§ **What the task requires**:
Reproduce the stretch of entries from the line containing "of the dirt" through the end of the entries, requests included, and add -14 to every coordinate in the answers. Leave the numbers in the requests and their sample points unchanged.
___ Provided data
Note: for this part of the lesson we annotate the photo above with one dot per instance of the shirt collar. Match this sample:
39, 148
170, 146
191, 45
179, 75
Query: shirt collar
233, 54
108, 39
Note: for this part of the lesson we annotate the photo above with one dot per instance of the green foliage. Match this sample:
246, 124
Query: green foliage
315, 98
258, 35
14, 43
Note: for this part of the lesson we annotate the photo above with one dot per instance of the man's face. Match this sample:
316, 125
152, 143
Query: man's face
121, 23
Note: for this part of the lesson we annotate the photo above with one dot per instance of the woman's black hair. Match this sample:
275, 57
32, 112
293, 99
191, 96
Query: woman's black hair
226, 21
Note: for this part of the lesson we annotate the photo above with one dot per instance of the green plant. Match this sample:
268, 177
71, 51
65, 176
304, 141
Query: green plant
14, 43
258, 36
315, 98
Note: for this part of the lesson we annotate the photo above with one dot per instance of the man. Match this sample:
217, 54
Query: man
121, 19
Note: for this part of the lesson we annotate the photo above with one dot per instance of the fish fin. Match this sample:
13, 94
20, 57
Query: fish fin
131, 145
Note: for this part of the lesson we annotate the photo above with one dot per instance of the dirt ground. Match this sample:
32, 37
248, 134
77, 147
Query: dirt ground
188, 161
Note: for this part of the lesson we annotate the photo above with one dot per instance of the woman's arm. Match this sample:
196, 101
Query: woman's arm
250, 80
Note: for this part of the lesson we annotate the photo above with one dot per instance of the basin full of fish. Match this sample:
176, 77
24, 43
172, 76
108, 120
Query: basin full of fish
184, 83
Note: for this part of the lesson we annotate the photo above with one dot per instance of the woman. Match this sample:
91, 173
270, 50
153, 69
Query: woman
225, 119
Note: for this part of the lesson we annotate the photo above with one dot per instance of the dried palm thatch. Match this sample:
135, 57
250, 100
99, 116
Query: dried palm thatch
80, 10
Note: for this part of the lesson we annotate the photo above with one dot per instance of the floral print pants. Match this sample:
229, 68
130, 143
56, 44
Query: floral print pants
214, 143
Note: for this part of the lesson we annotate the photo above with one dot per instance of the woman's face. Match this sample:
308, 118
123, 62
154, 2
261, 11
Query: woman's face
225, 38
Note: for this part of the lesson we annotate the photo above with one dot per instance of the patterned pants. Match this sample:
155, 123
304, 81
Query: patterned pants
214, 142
______
§ **Full answer**:
Note: for this part of the lesson we annotate the photo above with one dot per instance of the dirt ground. Match this sample:
32, 37
248, 134
77, 147
Query: dirt ground
174, 147
Note: for this part of the lesson we annotate the photo above with one dot per instance of the woman's arm. Match this sample:
196, 101
Query: woman's arm
236, 66
Note: for this part of the lesson we annotate the photo above with one dot per instance of the basin full of fish. Match this sample:
176, 77
24, 43
172, 76
108, 120
Query: basin full of fish
170, 69
Note: for this part of the lesson we annotate the photo above with one dot per instance of the woman. Match this sample:
91, 173
270, 50
153, 69
Query: woman
211, 105
Note: for this part of the lesson we annotate the photo above with one dot per instance of the dried palm thatch. Match this sample:
135, 57
250, 100
99, 116
Query: dried palm thatch
66, -4
Note: for this part of the lesson we annotate the photo above with one dot per instance of the floral print pants. Match this sample:
229, 68
130, 143
56, 44
Query: floral print pants
200, 129
Note: for this part of the lesson we annotate the photo above with one dot per instance of the woman's face. Match this sample:
308, 118
123, 62
154, 2
261, 11
Query: woman's face
211, 24
Note: for this part of the lesson we annotate the photo above with one dot per instance of the patterned pants. Match this sample:
155, 123
304, 81
Query: patterned pants
200, 128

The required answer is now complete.